▸ Reading passage
□ □ □ □ □

Research Fellows Directory
Dr Melanie Bradley
University of Bristol
Over the last two decades, there has been an increasing interest in stimulus-responsive, or smart, materials. The definition of a smart material is one that can sense stimulus from its surrounding, e.g. temperature or light, and react to it in a useful, reliable, reproducible manner. Smart materials therefore respond to changes in the environment in a rather predictable manner and some have a ‘memory’ as they revert back to their original state once the stimulus is removed. The dispersion behaviour of smart particles can be manipulated by external stimuli such as temperature, pH, electric/magnetic fields or light. Such materials are also attractive in many applications since changes in material properties can be triggered which provides an ‘on’ and ‘off’ control.

□ □ □ □ □

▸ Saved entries
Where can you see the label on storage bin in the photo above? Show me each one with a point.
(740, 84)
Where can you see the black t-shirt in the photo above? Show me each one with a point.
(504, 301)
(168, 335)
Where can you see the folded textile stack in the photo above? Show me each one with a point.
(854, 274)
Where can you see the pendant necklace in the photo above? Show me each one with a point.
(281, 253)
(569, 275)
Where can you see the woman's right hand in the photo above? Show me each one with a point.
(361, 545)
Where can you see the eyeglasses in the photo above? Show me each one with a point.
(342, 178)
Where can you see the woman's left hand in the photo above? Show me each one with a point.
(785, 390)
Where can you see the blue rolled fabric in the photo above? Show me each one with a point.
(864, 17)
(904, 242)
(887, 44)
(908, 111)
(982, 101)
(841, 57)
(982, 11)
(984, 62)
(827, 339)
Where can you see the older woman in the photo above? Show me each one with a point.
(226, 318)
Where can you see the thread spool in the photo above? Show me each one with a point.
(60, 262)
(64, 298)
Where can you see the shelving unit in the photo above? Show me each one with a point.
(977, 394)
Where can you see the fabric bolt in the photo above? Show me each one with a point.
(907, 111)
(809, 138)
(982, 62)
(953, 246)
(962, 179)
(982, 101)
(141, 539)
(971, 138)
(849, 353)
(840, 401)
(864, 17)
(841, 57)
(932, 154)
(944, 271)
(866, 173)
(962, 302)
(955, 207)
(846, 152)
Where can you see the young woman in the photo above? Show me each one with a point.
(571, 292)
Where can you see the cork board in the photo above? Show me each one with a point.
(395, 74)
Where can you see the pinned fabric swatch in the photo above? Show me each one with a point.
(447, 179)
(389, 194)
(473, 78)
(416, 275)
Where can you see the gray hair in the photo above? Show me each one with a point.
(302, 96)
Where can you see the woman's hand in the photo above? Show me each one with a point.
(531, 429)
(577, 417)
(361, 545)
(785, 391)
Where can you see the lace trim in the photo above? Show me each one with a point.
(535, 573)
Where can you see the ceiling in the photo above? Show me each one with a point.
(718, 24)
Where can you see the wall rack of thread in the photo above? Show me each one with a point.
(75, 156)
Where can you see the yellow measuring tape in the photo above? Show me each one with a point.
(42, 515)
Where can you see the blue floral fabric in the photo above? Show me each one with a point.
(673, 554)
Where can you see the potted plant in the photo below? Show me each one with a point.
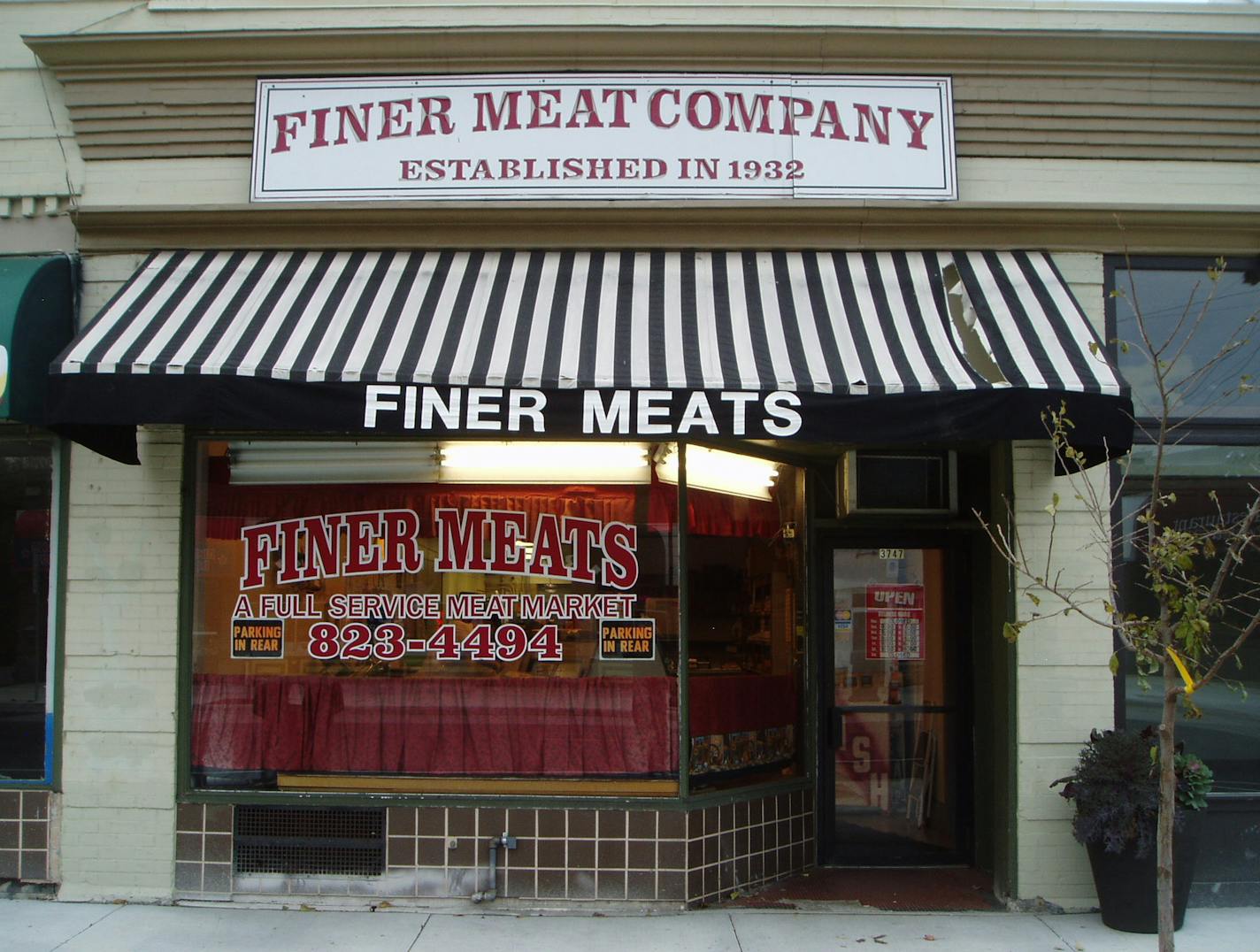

□ □ □ □ □

▸ Exercises to complete
a - According to the passage on smart materials, what do some smart materials do once the stimulus is removed?
b - Echo the passage on smart materials from "Research Fellows Directory" up to and including "and ‘off’ control.".
Draw solely on the passage on smart materials, not on the entries.

▸ Answer section
a - They revert back to their original state.

b -
Research Fellows Directory
Dr Melanie Bradley
University of Bristol
Over the last two decades, there has been an increasing interest in stimulus-responsive, or smart, materials. The definition of a smart material is one that can sense stimulus from its surrounding, e.g. temperature or light, and react to it in a useful, reliable, reproducible manner. Smart materials therefore respond to changes in the environment in a rather predictable manner and some have a ‘memory’ as they revert back to their original state once the stimulus is removed. The dispersion behaviour of smart particles can be manipulated by external stimuli such as temperature, pH, electric/magnetic fields or light. Such materials are also attractive in many applications since changes in material properties can be triggered which provides an ‘on’ and ‘off’ control.